Your tasks >>
A) Please condense the paragraph of the CLARIN metadata text that begins "Many researchers, from the humanities" into a shorter version that keeps its main facts.
B) Extend the CLARIN metadata text, picking up right after its final sentence.

Reading text >>
====================

Meertens Instituut - Royal Netherlands Academy of Arts and Sciences (KNAW)
CLARIN ERIC
Institute of Formal and Applied Linguistics - Charles University
CLARIN ERIC
Meertens Instituut - Royal Netherlands Academy of Arts and Sciences (KNAW)
Introduction
Many researchers, from the humanities and other domains, have a strong need to study resources in close detail. Nowadays more and more of these resources are available online. To make these resources discoverable, they are described with metadata. These metadata records are collected and made available via central catalogues. Often, resource providers want to include specific properties of the resource in the metadata. The purpose of catalogues will be more generic and addresses a broader target audience. It is hard to strike the balance between these two ends of the spectrum with one metadata schema, and mismatches can negatively impact the quality of metadata provided. The European CLARIN infrastructure (CLARIN ERIC, 2016b) was confronted with this specific problem, and designed a solution based on a flexible mechanism to build resource specific metadata schemas, potentially using domain, community or project specific terminology, out of shared components and semantics. This paper introduces this approach and the infrastructure built for it, which is applicable to any domain with the same needs.

====================

Data extract >>
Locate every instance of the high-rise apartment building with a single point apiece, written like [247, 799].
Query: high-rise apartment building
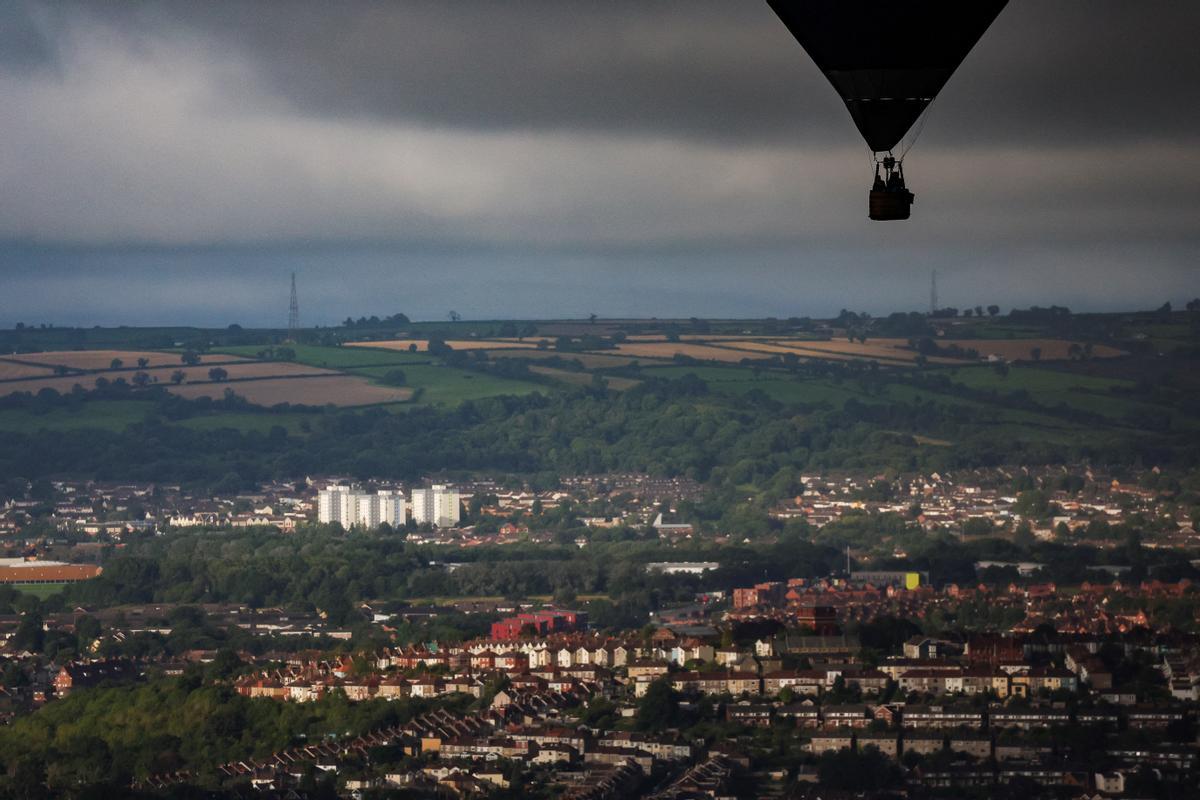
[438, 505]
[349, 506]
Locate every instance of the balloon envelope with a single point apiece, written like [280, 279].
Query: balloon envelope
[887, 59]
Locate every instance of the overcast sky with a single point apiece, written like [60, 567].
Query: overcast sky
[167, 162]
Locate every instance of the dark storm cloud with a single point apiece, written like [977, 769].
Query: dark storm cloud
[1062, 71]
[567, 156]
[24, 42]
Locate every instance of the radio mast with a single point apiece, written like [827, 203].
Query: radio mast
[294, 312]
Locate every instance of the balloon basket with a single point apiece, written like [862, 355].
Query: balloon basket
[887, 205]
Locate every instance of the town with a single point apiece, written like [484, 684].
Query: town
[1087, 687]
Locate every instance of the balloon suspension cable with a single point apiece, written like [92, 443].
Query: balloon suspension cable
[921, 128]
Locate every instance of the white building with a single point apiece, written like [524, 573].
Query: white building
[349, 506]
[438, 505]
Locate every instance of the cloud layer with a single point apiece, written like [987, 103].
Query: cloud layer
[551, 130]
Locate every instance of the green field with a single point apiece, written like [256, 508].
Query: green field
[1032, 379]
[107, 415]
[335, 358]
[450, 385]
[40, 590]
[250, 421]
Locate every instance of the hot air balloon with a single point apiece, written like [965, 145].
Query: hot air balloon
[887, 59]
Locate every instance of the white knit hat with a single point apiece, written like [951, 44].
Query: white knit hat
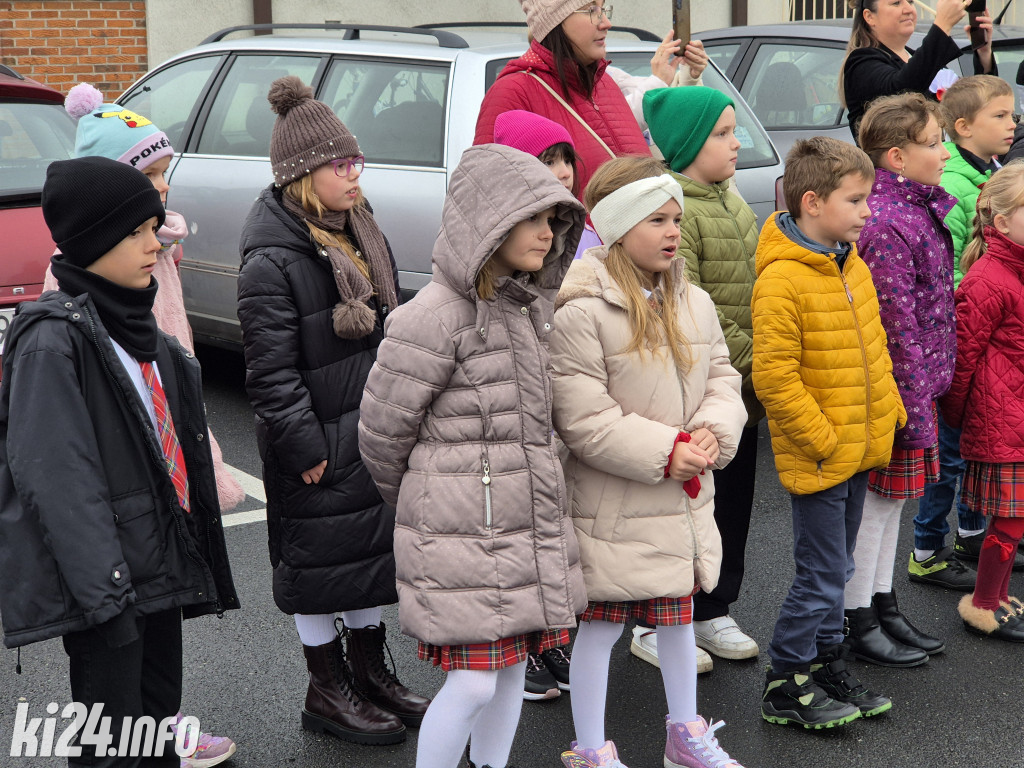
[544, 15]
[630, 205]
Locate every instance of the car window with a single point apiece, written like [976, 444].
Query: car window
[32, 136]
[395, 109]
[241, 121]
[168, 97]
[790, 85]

====================

Task responses >>
A) Researchers in the humanities and other fields need to study resources in close detail, and more of these resources are now online. They are described with metadata, which central catalogues collect and make available. Resource providers often want resource-specific properties in the metadata, while catalogues are more generic and serve a broader audience. One metadata schema struggles to balance these needs, and mismatches can lower metadata quality. CLARIN ERIC faced this problem. It designed a flexible mechanism for building resource-specific metadata schemas out of shared components and semantics, possibly using domain, community or project terminology. The paper presents this approach and its infrastructure, which can serve any domain with the same needs.

B)
Component Metadata
In the Component Metadata (CMD) Infrastructure (CMDI) (CLARIN ERIC, 2016c; Broeder et al., 2012) the metadata lifecycle starts with the need of a metadata modeler to create a dedicated metadata profile for a specific type of resources, e.g., speech recordings (e.g., HZSK, 2015) or historical letters (e.g., Roorda, 2013). The modeler can browse and search a registry for components and profiles that are suitable or come close to meeting the requirements at hand. A component groups together metadata elements that belong together and can be potentially reused as a group in a different context, e.g., a location or a language description. Components can also group other components, e.g., the actor component can contain the general location component. The CMDI Component Registry (CLARIN, 2016a) already contains many of these general components. And these can be reused as they are or be adapted, i.e., add or remove some metadata elements and/or components. Also completely new components can be created to model the unique properties of the resources under consideration. All the needed components are combined into one profile that is specific to the type of resources, e.g., a profile for a speech recording (see Figure 1). Components, elements and values in this profile are linked to a semantic description, e.g., a concept, to make their meaning explicit. This feature allows the use of community specific terminology, while still creating a shared semantic layer that can be exploited by generic tools. Finally, metadata creators can create records for specific resources that comply with the profile relevant for the resource type, and these records can be provided to local and global catalogues. Notice also that CMD leaves the final responsibility of how heavy a metadata description should be to the modeler: it is perfectly possible to create a lean profile, resulting in lightweight records and combine it with a full-text index of the resources for discovery.
Figure 1: Example CMD profile (p), components (c) and elements (e)
The Component Metadata approach is currently being standardized by ISO Technical Committee 37. And the first part (ISO 24622-1, 2015) of this family of standards has been released and specifies the model just described.
Component Metadata Infrastructure
CLARIN built an infrastructure (see Figure 2) around the approach described in the previous section. This infrastructure is open source and provides many tools, which can readily be reused by other communities.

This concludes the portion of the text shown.